_SUPPLIED DATA_

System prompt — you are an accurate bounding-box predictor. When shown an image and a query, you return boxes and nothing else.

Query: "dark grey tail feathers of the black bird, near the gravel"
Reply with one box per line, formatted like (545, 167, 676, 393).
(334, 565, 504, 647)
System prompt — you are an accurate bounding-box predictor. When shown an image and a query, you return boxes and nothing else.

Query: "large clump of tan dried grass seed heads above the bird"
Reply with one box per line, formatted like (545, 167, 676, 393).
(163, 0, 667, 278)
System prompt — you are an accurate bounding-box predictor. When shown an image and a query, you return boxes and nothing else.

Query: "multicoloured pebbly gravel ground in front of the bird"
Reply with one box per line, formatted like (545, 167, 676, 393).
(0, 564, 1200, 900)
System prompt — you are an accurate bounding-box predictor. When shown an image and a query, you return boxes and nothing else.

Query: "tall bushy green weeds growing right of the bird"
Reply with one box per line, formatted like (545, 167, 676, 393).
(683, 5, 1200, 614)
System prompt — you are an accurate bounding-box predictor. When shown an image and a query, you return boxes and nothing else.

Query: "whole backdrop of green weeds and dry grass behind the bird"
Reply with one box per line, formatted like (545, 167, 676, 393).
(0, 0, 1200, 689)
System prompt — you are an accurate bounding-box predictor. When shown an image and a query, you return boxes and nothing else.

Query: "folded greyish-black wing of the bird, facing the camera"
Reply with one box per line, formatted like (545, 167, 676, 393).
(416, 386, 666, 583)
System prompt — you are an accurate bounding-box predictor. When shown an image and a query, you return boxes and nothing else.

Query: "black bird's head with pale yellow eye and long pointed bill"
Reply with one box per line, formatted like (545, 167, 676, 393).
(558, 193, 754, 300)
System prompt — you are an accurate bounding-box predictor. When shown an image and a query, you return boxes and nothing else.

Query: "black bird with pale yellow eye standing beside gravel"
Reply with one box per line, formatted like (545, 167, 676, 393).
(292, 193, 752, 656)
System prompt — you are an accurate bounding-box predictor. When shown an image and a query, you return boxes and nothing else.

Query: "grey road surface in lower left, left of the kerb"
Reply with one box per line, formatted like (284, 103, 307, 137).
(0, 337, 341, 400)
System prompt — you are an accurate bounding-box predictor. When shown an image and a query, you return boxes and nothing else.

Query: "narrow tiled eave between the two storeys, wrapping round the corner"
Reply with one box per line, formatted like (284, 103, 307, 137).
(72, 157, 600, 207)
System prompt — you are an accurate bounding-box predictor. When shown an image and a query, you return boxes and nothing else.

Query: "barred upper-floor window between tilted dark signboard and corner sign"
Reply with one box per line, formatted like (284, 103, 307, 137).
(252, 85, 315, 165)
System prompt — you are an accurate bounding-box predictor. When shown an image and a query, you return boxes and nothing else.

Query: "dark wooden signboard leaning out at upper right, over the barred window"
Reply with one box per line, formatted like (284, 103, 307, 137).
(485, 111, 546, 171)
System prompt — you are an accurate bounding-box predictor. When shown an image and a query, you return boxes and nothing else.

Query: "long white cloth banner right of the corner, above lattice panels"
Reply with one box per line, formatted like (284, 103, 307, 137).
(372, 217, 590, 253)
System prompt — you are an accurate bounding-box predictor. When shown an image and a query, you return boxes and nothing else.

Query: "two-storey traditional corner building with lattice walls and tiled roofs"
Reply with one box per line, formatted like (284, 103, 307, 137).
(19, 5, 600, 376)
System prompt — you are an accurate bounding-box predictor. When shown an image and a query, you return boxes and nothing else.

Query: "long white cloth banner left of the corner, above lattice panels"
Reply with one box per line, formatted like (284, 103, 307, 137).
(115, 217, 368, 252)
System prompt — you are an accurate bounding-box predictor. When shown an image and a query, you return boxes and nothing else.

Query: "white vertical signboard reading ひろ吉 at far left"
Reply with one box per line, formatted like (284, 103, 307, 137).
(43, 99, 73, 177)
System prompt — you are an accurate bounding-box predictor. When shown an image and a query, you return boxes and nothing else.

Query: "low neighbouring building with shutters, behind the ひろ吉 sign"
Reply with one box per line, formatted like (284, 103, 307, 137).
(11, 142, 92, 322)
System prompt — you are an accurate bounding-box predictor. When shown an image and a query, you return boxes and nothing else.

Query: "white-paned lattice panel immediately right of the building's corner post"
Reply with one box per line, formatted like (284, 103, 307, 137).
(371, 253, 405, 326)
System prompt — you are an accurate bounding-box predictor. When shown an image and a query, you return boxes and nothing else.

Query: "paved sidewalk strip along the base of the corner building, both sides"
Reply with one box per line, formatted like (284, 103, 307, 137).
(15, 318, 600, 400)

_YOUR TASK_
Quote exactly the first line of the entries and every line after it, stopping with the line that contains "clump of tan".

_ANSWER BOX_
System prompt — you are an accurate bounding-box predictor. When shown an image and a query, you return boxes and nothing else.

Query: "dark grey tail feathers of the black bird, near the gravel"
Reply with one box per line, formatted like (545, 167, 676, 393).
(334, 565, 504, 647)
System prompt — you are an accurate bounding-box predictor. When shown an image and a query, you return boxes and nothing else.

Query: "large clump of tan dried grass seed heads above the bird"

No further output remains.